- Exercise goal -
Add 99 to every coordinate in the answers, and write out again everything from the row containing "target: navy blue shorts" down to the last row, requests included.

(Labeled area outline rows)
____________________
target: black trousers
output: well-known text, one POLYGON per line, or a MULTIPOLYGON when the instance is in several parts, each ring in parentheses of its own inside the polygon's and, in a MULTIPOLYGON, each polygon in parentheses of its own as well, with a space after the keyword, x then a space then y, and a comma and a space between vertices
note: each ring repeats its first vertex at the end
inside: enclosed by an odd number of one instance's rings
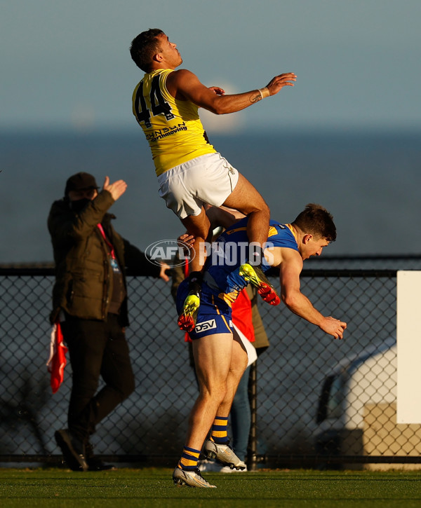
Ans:
POLYGON ((87 442, 96 425, 135 389, 128 347, 114 314, 105 322, 67 315, 62 330, 73 372, 69 429, 87 442), (97 393, 100 376, 105 384, 97 393))

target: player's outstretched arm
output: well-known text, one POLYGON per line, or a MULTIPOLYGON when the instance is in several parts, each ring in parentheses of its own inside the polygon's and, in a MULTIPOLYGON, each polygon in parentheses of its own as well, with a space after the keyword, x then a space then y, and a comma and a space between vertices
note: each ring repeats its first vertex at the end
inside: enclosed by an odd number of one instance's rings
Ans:
POLYGON ((292 72, 280 74, 271 80, 262 92, 253 90, 244 93, 225 95, 218 93, 218 87, 209 88, 205 86, 195 74, 182 69, 168 76, 166 85, 168 92, 175 99, 189 100, 199 107, 222 115, 245 109, 264 97, 276 95, 284 86, 293 86, 296 77, 292 72))
POLYGON ((347 324, 331 316, 321 314, 313 306, 300 288, 300 274, 302 270, 302 259, 296 251, 282 249, 282 263, 280 266, 281 297, 285 305, 294 314, 319 327, 335 338, 342 338, 347 324))

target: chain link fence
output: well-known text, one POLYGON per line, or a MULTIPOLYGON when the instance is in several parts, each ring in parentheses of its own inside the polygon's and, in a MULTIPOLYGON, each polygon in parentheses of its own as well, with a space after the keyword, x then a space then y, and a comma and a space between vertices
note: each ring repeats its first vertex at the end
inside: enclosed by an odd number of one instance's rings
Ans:
MULTIPOLYGON (((270 346, 250 376, 254 465, 420 462, 421 426, 396 424, 396 268, 345 269, 337 261, 334 270, 309 263, 302 290, 323 314, 348 323, 342 341, 282 304, 260 305, 270 346)), ((410 268, 420 266, 418 259, 410 268)), ((53 273, 51 268, 0 268, 2 462, 60 460, 54 432, 67 427, 72 369, 68 362, 65 382, 52 394, 46 362, 53 273)), ((98 425, 92 442, 107 460, 173 466, 196 380, 169 284, 129 275, 128 284, 136 389, 98 425)))

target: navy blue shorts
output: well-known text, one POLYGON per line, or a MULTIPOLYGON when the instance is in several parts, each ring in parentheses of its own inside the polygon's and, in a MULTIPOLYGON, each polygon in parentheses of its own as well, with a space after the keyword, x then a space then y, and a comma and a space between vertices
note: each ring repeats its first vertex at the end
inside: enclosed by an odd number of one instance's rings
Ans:
MULTIPOLYGON (((177 291, 178 313, 181 312, 182 304, 187 296, 188 286, 189 282, 186 279, 178 287, 177 291)), ((231 307, 219 298, 216 291, 211 289, 206 282, 203 282, 196 327, 194 330, 189 334, 190 338, 194 341, 215 334, 232 334, 232 314, 231 307)))

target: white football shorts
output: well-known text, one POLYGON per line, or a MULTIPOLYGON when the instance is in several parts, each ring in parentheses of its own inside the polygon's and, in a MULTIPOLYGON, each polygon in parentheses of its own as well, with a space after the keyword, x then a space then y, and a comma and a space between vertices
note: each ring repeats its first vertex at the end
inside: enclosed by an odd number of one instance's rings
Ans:
POLYGON ((199 215, 203 203, 219 207, 235 188, 239 172, 220 153, 206 153, 158 177, 159 195, 180 219, 199 215))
____________________
- Expected output -
target: navy blue shorts
output: well-known text, one POLYGON per line, or a MULTIPOLYGON when the instance is in several parts, each ring in parentheses of its own inside the polygon's and, in a MULTIPOLYGON, each polygon in parentheses of its own as well, with a space after the keyword, x then a space then y, and a comma and a space between vertices
note: each ring repeats its first vertex at the end
inside: enclosed by an odd number of one instance's rings
Ans:
MULTIPOLYGON (((276 390, 277 412, 280 411, 281 403, 286 395, 287 385, 288 381, 285 378, 277 386, 276 390)), ((330 406, 318 397, 315 390, 310 388, 305 381, 302 381, 295 426, 293 429, 288 433, 289 437, 293 440, 314 433, 331 433, 331 413, 330 406)))

target: white football shorts
output: well-known text, one POLYGON per line, or a MULTIPOLYGON when the instance is in several parts, each ring in parentheses of its own inside the polygon's and, in a MULTIPOLYGON, each polygon in parentheses of its own as well, with a space after the keyword, x then a space then y, and a comma and a space between vertices
note: each ring repeats its first vertex at the end
inside: enclosed by an odd number of one instance's rings
Ans:
POLYGON ((298 314, 302 302, 318 306, 334 287, 338 271, 319 252, 305 252, 257 276, 258 294, 279 318, 298 314))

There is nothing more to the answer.